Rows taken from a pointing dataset
====

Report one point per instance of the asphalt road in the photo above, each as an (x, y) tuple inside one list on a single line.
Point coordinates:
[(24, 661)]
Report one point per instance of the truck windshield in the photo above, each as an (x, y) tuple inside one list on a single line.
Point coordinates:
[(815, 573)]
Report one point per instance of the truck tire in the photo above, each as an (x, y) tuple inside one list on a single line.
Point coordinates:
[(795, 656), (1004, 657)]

====

[REQUIREMENT] Write out the data above word for word, keeping every line in its original order.

[ANSWER TO THIS TASK]
Report one point per instance of the asphalt road in the photo above, each as an (x, y) tuple inside one list on a single line.
Point coordinates:
[(24, 661)]
Report one point per instance of the truck windshield in the photo above, each as an (x, y) tuple inside one list on a single line.
Point coordinates:
[(815, 573)]
Report one point per instance of the truck tire in the photo above, each as an (x, y) tuple inside one list on a single line.
Point coordinates:
[(795, 656), (1004, 657)]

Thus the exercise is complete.